◆ **Problem to work on**
Update the records below by changing every "Identify" to "Mark" and keeping everything else the same.

◆ **Given records**
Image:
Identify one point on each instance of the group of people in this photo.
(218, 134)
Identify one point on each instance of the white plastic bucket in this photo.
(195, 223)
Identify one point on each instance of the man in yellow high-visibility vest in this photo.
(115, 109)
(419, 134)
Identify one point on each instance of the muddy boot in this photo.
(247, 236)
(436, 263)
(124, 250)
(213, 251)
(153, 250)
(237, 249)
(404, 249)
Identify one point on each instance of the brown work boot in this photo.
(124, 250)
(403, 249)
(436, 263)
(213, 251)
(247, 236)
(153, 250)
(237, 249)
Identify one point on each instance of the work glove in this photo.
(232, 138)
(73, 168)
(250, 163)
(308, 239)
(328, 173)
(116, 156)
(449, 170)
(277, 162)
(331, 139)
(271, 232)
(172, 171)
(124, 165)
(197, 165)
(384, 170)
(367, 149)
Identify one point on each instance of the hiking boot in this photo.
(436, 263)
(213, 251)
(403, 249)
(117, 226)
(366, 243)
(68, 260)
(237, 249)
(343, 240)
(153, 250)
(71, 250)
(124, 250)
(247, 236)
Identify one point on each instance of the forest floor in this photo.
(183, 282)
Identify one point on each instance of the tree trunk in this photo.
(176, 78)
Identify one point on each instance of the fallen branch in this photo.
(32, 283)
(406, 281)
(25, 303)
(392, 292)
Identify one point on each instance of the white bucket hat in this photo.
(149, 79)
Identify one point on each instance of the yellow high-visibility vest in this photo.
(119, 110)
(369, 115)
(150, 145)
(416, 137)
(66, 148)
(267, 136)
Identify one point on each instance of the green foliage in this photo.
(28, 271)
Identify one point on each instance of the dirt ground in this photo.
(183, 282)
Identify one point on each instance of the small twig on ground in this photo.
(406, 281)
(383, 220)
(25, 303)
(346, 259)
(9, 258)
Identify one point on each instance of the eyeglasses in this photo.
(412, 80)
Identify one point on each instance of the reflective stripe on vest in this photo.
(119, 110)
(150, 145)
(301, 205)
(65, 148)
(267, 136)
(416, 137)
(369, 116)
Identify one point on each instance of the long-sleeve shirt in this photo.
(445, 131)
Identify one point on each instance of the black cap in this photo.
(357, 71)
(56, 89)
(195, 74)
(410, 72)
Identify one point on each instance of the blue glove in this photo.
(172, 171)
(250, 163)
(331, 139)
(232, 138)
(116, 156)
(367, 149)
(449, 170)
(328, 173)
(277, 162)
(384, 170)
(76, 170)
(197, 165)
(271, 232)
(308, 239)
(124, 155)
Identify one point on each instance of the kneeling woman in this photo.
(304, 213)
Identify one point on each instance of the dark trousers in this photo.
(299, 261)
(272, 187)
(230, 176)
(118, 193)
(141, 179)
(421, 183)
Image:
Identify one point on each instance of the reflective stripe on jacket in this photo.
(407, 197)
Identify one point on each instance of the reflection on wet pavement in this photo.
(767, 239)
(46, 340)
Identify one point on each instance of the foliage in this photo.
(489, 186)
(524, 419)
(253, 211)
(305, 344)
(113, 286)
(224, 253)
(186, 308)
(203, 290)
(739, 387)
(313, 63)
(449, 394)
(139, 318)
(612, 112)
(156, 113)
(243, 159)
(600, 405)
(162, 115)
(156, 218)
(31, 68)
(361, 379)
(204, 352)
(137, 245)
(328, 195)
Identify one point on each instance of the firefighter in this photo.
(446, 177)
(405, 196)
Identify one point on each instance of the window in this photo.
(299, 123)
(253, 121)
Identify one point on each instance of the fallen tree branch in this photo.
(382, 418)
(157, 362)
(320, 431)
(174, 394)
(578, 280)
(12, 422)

◆ **The response**
Image:
Mark one point on each instance of the group of people in this photo.
(218, 134)
Mark one point on each instance of the white plastic bucket in this photo.
(195, 223)
Mark one point on each instance of the man in yellow high-visibility vest in this photo.
(115, 109)
(419, 134)
Mark one point on each instance of the muddy boot in this photo.
(247, 236)
(436, 263)
(124, 250)
(213, 251)
(153, 250)
(237, 249)
(404, 249)
Mark one point on each instance of the brown work boot in this photo.
(124, 250)
(403, 249)
(436, 263)
(213, 251)
(247, 236)
(153, 250)
(237, 249)
Mark one point on each instance of the work glove in this photo.
(232, 138)
(73, 168)
(250, 163)
(308, 239)
(328, 173)
(116, 156)
(449, 170)
(277, 162)
(331, 139)
(271, 232)
(172, 171)
(124, 165)
(197, 165)
(384, 170)
(367, 149)
Mark one point on each instance of the hiking boot in this photo.
(436, 263)
(213, 251)
(403, 249)
(117, 226)
(366, 243)
(68, 260)
(237, 249)
(343, 240)
(153, 250)
(71, 250)
(124, 250)
(247, 236)
Mark one point on each instance of the forest floor in this photo.
(183, 282)
Mark one point on each instance of the tree trunk in this photo.
(176, 78)
Mark one point on each instance of the fallen branch in this photo.
(32, 283)
(406, 281)
(25, 303)
(392, 292)
Mark one point on each instance of the white bucket hat in this photo.
(149, 79)
Mark one point on each instance of the yellow high-visibility vest in this photo.
(119, 110)
(369, 115)
(150, 145)
(416, 137)
(66, 148)
(267, 136)
Mark one point on each instance of the green foliage in this photo.
(28, 271)
Mark one point on each instance of the dirt ground in this photo.
(183, 282)
Mark one point on each instance of the small twig on ground in this photo.
(406, 281)
(383, 220)
(25, 303)
(346, 259)
(9, 258)
Mark one point on each instance of the eyeglasses in this photo.
(412, 80)
Mark one point on each instance of the reflective stripe on vest in this photo.
(119, 110)
(150, 145)
(301, 205)
(65, 148)
(267, 136)
(416, 137)
(369, 116)
Mark one point on each instance of the long-sleeve shirt in this photo.
(445, 131)
Mark one point on each instance of the black cap in this photo.
(357, 71)
(56, 89)
(195, 74)
(410, 72)
Mark one point on each instance of the blue glove in this photo.
(172, 171)
(250, 163)
(331, 139)
(232, 138)
(116, 156)
(367, 149)
(449, 170)
(328, 173)
(277, 162)
(384, 170)
(76, 170)
(197, 165)
(271, 232)
(308, 239)
(124, 155)
Mark one point on each instance of the kneeling woman in this photo.
(304, 213)
Mark one point on each instance of the dark trousers in this photo.
(299, 261)
(272, 187)
(230, 176)
(118, 193)
(141, 179)
(421, 183)
Image:
Mark one point on each instance of the reflective stripe on jacket in this photo.
(407, 197)
Mark one point on each instance of the reflection on wet pavement in this photo.
(767, 239)
(46, 340)
Mark one point on each instance of the foliage in this photo.
(489, 186)
(524, 419)
(253, 211)
(305, 344)
(113, 286)
(224, 253)
(186, 308)
(203, 290)
(739, 387)
(313, 63)
(449, 394)
(139, 318)
(612, 112)
(156, 113)
(243, 159)
(600, 405)
(162, 115)
(156, 218)
(31, 68)
(361, 379)
(204, 352)
(137, 245)
(328, 195)
Mark one point on each instance of the firefighter in this photo.
(446, 177)
(405, 196)
Mark one point on each instance of the window in this photo.
(299, 123)
(253, 121)
Mark one point on each instance of the fallen tree branch in this photo.
(382, 418)
(157, 362)
(320, 431)
(174, 394)
(578, 280)
(12, 422)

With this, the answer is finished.